• Provided information:
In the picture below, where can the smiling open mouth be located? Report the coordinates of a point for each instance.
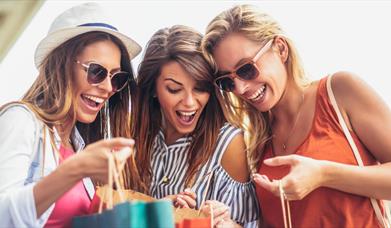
(186, 117)
(92, 101)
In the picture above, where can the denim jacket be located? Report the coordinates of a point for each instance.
(23, 164)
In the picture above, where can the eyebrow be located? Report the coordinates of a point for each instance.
(171, 79)
(243, 60)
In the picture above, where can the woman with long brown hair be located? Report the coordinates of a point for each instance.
(47, 173)
(183, 141)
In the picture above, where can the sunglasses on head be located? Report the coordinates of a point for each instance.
(246, 71)
(97, 73)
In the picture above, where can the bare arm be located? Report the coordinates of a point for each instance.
(370, 118)
(234, 160)
(92, 162)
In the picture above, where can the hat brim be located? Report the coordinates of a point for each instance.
(55, 39)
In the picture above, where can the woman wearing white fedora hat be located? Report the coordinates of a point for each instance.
(45, 168)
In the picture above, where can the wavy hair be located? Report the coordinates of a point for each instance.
(260, 27)
(182, 45)
(51, 96)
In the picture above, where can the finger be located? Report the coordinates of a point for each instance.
(259, 176)
(117, 142)
(181, 202)
(190, 193)
(280, 160)
(220, 210)
(189, 200)
(271, 186)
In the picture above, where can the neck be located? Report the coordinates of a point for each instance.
(64, 131)
(289, 104)
(171, 135)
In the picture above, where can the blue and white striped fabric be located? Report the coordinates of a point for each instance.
(170, 161)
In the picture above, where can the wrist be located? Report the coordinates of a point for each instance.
(73, 168)
(327, 173)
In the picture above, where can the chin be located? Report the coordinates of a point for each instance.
(86, 119)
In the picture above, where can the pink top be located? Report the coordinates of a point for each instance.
(73, 203)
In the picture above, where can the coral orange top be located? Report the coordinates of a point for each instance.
(323, 207)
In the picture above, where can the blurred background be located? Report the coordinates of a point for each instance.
(330, 35)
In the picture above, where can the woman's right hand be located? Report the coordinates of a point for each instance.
(185, 199)
(93, 160)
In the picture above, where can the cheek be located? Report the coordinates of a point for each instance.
(167, 102)
(203, 99)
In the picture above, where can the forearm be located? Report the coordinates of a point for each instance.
(372, 181)
(53, 186)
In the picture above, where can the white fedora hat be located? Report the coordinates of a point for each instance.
(77, 20)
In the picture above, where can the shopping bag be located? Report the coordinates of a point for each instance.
(191, 218)
(125, 208)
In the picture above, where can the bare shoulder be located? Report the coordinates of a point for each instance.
(234, 159)
(353, 93)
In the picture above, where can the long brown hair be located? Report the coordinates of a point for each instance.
(51, 95)
(182, 45)
(260, 27)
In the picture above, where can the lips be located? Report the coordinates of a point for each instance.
(186, 117)
(257, 95)
(92, 102)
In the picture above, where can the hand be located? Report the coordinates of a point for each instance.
(94, 158)
(185, 199)
(305, 175)
(221, 213)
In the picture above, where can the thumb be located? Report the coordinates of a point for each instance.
(118, 142)
(280, 160)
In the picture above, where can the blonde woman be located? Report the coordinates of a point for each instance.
(296, 142)
(47, 173)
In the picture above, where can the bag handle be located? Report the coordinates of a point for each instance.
(116, 161)
(383, 219)
(286, 211)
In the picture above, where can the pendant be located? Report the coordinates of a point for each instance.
(166, 180)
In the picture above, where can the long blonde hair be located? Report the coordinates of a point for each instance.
(257, 26)
(51, 97)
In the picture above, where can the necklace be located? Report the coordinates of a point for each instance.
(285, 142)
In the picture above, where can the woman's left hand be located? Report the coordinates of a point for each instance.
(185, 199)
(221, 213)
(305, 175)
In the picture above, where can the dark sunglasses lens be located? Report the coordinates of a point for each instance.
(96, 73)
(226, 84)
(247, 72)
(119, 81)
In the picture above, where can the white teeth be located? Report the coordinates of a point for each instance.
(95, 99)
(258, 94)
(187, 113)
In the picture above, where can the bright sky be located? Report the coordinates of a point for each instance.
(330, 35)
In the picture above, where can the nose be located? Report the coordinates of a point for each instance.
(240, 86)
(189, 100)
(106, 84)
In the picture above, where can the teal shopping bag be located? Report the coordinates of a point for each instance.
(131, 214)
(160, 214)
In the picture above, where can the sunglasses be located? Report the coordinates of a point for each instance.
(246, 71)
(97, 73)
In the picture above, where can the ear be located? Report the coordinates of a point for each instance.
(283, 48)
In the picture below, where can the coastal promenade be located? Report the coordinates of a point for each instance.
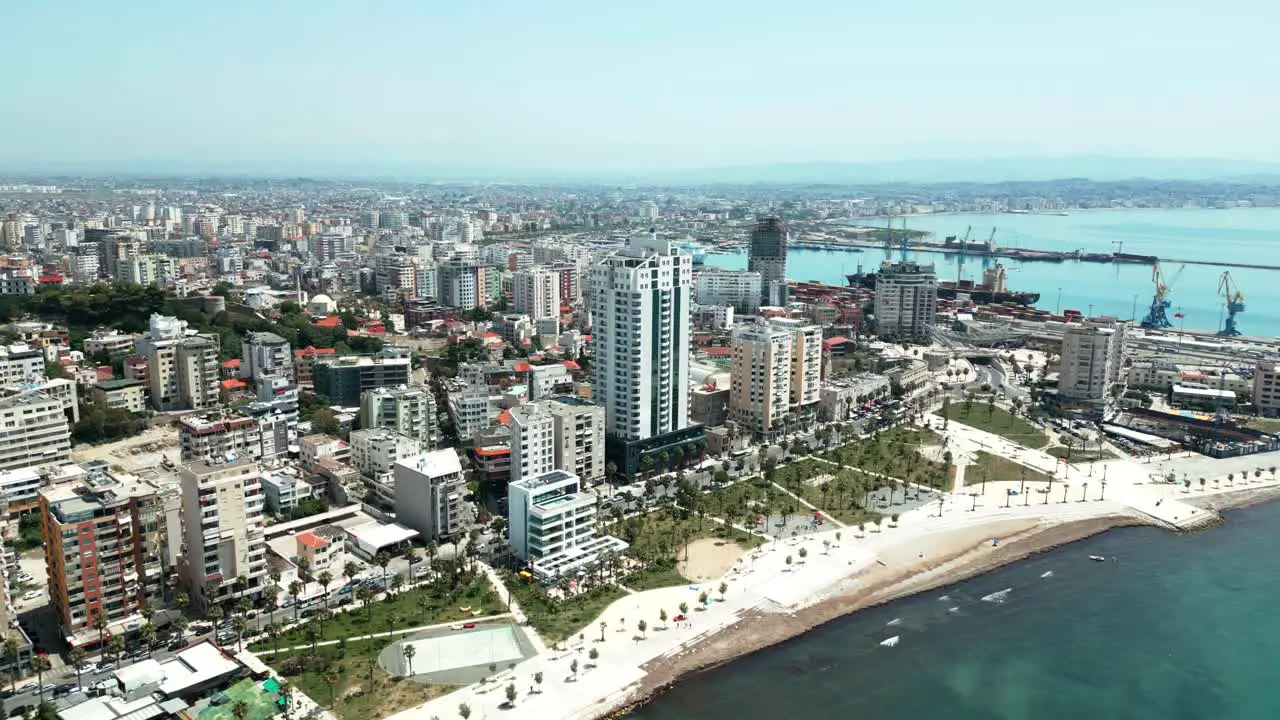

• What this task involves: Nothing but the records, copied exactly and stripped of pictures, should be returned.

• Your response:
In the picture below, where can the smiling open mouth be located? Report the coordinates of a point for each instance.
(186, 117)
(92, 101)
In the picture above, where can the denim jacket be located? Report the coordinates of a point for each instance.
(23, 164)
In the picture above, where can the eyebrow be located? Report the coordinates of a point for each instance.
(171, 79)
(243, 60)
In the picture above, where can the woman with long brown hair be located? Report the coordinates of a point for each instance.
(47, 173)
(183, 141)
In the picture above, where can the sunglasses on head be located? Report the coordinates of a point for each instance.
(246, 71)
(97, 73)
In the picture above, where can the bare arm be located? Report the coordinates of a point for each instance.
(370, 118)
(234, 160)
(92, 162)
In the picture above, where can the hat brim be located? Report the coordinates of a point for each instance.
(55, 39)
In the picture above, where can the woman wearing white fedora hat be located? Report the coordinates of a point for each instance.
(45, 168)
In the picture above, where can the wavy hair be located? Report the coordinates of a point for each instance.
(260, 27)
(182, 45)
(51, 96)
In the picture above, where can the finger be located? Report the coordinates of a point for each instance.
(259, 176)
(117, 142)
(181, 202)
(190, 193)
(280, 160)
(220, 210)
(189, 200)
(271, 186)
In the picture above, where can the neck be located? Report the coordinates of a point for each instance.
(64, 131)
(289, 104)
(171, 135)
In the picture above, where can the blue and white striped fabric be located? Report the coordinates of a point for each instance.
(170, 161)
In the picture above, where can the wrist be located? Report the coordinates of a point for each instance.
(73, 168)
(327, 173)
In the picture above, where can the chin be located? Report the coordinates of a point for each instance.
(86, 119)
In the picture above, where can the pink top be located? Report the coordinates of a point for each instance.
(73, 203)
In the picture above, where can the coral orange top be located? Report the coordinates of a point for each instance.
(323, 207)
In the picture above, where can the blurred background be located? Report the coordinates of a point for each instance.
(330, 35)
In the picture above, where can the woman's right hand be located? Report the coordinates of a point for each instance.
(185, 199)
(93, 160)
In the picture above, where can the cheek be located? Report the coordinates of a point for each instance.
(167, 102)
(203, 99)
In the picture above, where can the forearm be located? Report the coordinates of a point for each instance.
(372, 181)
(53, 186)
In the picture above, where can the white fedora hat be located? Report the coordinates of a point for each instance.
(77, 20)
In the picture above, where can the shopping bag be located? Report the coordinates of a point for each instance.
(191, 218)
(125, 208)
In the picture above, where can the bare shoulder be located? Report the coordinates of a point for each instance.
(234, 159)
(353, 93)
In the picture above, where can the long brown hair be located? Report the coordinates of a point for each instance.
(51, 95)
(182, 45)
(260, 27)
In the picture above, where can the lips be located? Report the coordinates of a point for each instance.
(186, 117)
(257, 95)
(92, 102)
In the picture above, where can the hand be located? Report the coordinates of a point for each instance.
(94, 158)
(185, 199)
(305, 175)
(221, 213)
In the picture above, where can the thumb be located? Report the coordinates of a point for each instance.
(118, 142)
(280, 160)
In the picture above, where can the blonde woman be located? Report the coordinates of a point for each instance.
(296, 142)
(47, 173)
In the picture above, where can the bag handle be located? Report the coordinates of a point for each instance.
(116, 161)
(383, 219)
(286, 211)
In the picture above, where can the pendant be located? Report the coordinates of a point for each instance.
(166, 180)
In the picture above, where can the long blonde hair be located? Report the coordinates of a point for each instance.
(257, 26)
(51, 97)
In the picture above, where can the necklace be located? Report the coordinates of a point for each instance.
(285, 142)
In the picture above, where can the woman's left hand be located? Report the coordinates of a point for each instance.
(185, 199)
(221, 213)
(305, 175)
In the picture above, where can the dark sunglasses lens be located? Report the coordinates of a point for each instance.
(96, 73)
(226, 84)
(247, 72)
(119, 81)
In the picture above, where can the white teeth be located? Report the coordinates of a point for each instance.
(95, 99)
(258, 94)
(187, 113)
In the picture above, where can the bright sky be located? Report the coordinates of a point for each instance.
(330, 35)
In the picture above, where can the nose be located? Report the coordinates of a point for each instance.
(240, 86)
(189, 100)
(106, 84)
In the picture above, where can the teal shopping bag be located? Report the coordinates of a point for each instance.
(131, 214)
(160, 214)
In the picture above, where can the sunglasses be located? Report the coordinates of a point for each instance.
(246, 71)
(97, 73)
In the picture above, where can the ear be located? Report the coordinates of a point for each instance.
(283, 48)
In the picture below, where can the coastal promenade be located? Report the coordinates of a point for each instance.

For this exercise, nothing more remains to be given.